Stated task -
Write out the whole listing again, exactly.

Recorded information -
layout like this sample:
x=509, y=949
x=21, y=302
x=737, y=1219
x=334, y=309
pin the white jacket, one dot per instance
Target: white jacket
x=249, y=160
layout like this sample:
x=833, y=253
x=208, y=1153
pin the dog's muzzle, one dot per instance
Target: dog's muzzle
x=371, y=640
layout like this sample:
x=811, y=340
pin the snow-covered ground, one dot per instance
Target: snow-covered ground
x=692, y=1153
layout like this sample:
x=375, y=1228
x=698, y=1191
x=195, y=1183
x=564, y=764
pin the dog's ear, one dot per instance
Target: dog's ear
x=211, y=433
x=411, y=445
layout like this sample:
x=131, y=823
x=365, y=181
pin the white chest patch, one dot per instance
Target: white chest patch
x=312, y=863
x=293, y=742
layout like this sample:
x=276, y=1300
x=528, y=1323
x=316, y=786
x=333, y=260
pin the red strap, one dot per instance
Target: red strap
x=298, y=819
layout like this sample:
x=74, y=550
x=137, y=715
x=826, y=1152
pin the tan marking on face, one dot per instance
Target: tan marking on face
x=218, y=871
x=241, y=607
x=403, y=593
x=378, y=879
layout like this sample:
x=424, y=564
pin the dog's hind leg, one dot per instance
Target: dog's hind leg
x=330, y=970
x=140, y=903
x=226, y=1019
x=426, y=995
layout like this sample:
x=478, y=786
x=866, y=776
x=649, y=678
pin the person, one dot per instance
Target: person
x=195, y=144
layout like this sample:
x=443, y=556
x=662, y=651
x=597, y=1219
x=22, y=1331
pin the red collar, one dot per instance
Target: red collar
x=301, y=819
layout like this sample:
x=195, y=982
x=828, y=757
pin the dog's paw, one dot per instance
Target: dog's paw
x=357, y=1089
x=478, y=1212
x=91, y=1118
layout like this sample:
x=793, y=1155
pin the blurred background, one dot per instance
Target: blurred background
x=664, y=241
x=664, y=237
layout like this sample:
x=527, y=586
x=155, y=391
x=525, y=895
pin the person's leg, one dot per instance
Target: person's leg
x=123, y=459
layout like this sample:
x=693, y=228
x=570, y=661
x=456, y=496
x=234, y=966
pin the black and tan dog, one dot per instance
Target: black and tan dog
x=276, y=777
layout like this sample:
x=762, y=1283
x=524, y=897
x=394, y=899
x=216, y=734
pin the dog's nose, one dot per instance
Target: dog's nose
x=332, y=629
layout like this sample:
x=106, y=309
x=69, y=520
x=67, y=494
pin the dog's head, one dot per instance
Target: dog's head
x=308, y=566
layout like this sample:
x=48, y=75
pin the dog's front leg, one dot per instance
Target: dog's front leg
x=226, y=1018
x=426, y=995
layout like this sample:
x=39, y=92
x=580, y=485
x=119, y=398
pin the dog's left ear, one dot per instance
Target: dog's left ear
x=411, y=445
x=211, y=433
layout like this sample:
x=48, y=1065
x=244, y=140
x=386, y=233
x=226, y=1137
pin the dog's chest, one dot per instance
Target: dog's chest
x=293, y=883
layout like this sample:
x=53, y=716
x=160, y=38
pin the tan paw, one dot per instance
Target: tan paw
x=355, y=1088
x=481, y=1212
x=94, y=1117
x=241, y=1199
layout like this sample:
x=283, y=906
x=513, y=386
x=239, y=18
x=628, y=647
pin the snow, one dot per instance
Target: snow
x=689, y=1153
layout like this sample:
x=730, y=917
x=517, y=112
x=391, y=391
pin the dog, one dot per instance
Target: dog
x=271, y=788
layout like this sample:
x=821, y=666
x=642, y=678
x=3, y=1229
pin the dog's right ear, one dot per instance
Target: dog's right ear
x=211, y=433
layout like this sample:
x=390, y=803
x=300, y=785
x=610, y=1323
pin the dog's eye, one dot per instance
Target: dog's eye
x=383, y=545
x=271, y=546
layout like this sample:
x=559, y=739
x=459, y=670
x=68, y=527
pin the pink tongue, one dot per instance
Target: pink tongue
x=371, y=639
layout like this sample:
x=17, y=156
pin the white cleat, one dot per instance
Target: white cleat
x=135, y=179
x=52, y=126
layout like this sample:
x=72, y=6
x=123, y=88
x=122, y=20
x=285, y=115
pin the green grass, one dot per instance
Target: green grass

Response below -
layout like this sample:
x=509, y=949
x=21, y=302
x=737, y=1219
x=334, y=309
pin the white jacket, one dot per instance
Target: white jacket
x=249, y=160
layout like this sample:
x=833, y=253
x=208, y=1153
pin the dog's muzzle, one dot per instance
Target: dog's muzzle
x=371, y=640
layout like this sample:
x=811, y=340
pin the snow-covered ground, one dot per instance
Target: snow-covered ground
x=692, y=1153
layout like this sample:
x=375, y=1228
x=698, y=1191
x=195, y=1183
x=564, y=764
pin the dog's ear, one dot per instance
Target: dog's ear
x=211, y=433
x=411, y=445
layout like this sample:
x=131, y=823
x=365, y=181
pin the white chest patch, one dot per instance
Target: white chest patch
x=312, y=863
x=293, y=742
layout like this sample:
x=276, y=1300
x=528, y=1323
x=316, y=786
x=333, y=260
pin the red strap, one dot per instance
Target: red strap
x=298, y=819
layout like this sample:
x=74, y=550
x=137, y=715
x=826, y=1152
pin the tan marking on face, one dot per instance
Target: tan marking on face
x=218, y=871
x=241, y=607
x=403, y=593
x=378, y=879
layout like this sample:
x=424, y=564
pin the dog's hind leg, one dot per instance
Target: dog's hind leg
x=330, y=970
x=140, y=903
x=226, y=1019
x=426, y=995
layout like this sample:
x=478, y=786
x=866, y=776
x=649, y=678
pin the person, one dot per instance
Target: person
x=195, y=144
layout like this sample:
x=443, y=556
x=662, y=651
x=597, y=1219
x=22, y=1331
pin the red collar, one dot per instance
Target: red collar
x=301, y=819
layout like this sample:
x=195, y=982
x=828, y=757
pin the dog's paw, one dot per instance
Target: dog's paw
x=357, y=1089
x=478, y=1212
x=91, y=1118
layout like this sample:
x=793, y=1155
pin the blurred background, one dot per instance
Target: blurred background
x=664, y=241
x=664, y=237
layout like this sample:
x=527, y=586
x=155, y=391
x=525, y=895
pin the person's leg, one dot per instance
Target: person's leg
x=123, y=459
layout like this sample:
x=693, y=228
x=570, y=661
x=456, y=496
x=234, y=966
pin the black and tan dog, one dot per instance
Target: black and tan dog
x=276, y=777
layout like this sample:
x=762, y=1283
x=524, y=897
x=394, y=899
x=216, y=734
pin the dog's nose, one dot per instance
Target: dog's nose
x=332, y=629
layout like this sample:
x=106, y=309
x=69, y=520
x=67, y=494
pin the dog's head, one dot per instance
Target: dog's head
x=308, y=566
layout like this sample:
x=48, y=75
pin the dog's front leg, one dot per instance
Target: dog's front leg
x=226, y=1018
x=426, y=995
layout like this sample:
x=39, y=92
x=580, y=485
x=119, y=398
pin the dog's left ear, one dot per instance
Target: dog's left ear
x=411, y=445
x=211, y=433
layout like this sample:
x=48, y=1065
x=244, y=140
x=386, y=233
x=226, y=1137
pin the dog's chest, one dot per instance
Target: dog's chest
x=293, y=883
layout like this sample:
x=53, y=716
x=160, y=38
pin the tan paw, one dot per instance
Target: tan paw
x=355, y=1088
x=481, y=1212
x=94, y=1117
x=241, y=1199
layout like this sample:
x=283, y=906
x=513, y=386
x=239, y=18
x=628, y=647
pin the snow, one dot per instance
Target: snow
x=689, y=1153
layout like this sample:
x=730, y=917
x=517, y=112
x=391, y=391
pin the dog, one dot per instance
Target: dog
x=271, y=788
layout like this sample:
x=821, y=666
x=642, y=678
x=3, y=1229
pin the dog's right ear, one dot per instance
Target: dog's right ear
x=211, y=433
layout like this sample:
x=390, y=803
x=300, y=785
x=610, y=1323
pin the dog's eye, one dot per instance
Target: dog's eye
x=383, y=545
x=271, y=546
layout like this sample:
x=559, y=739
x=459, y=670
x=68, y=527
pin the pink tongue, one dot per instance
Target: pink tongue
x=371, y=639
layout like this sample:
x=17, y=156
pin the white cleat, one dot per instance
Target: white cleat
x=135, y=179
x=52, y=126
layout like this sample:
x=72, y=6
x=123, y=88
x=122, y=20
x=285, y=115
pin the green grass, one dot per instance
Target: green grass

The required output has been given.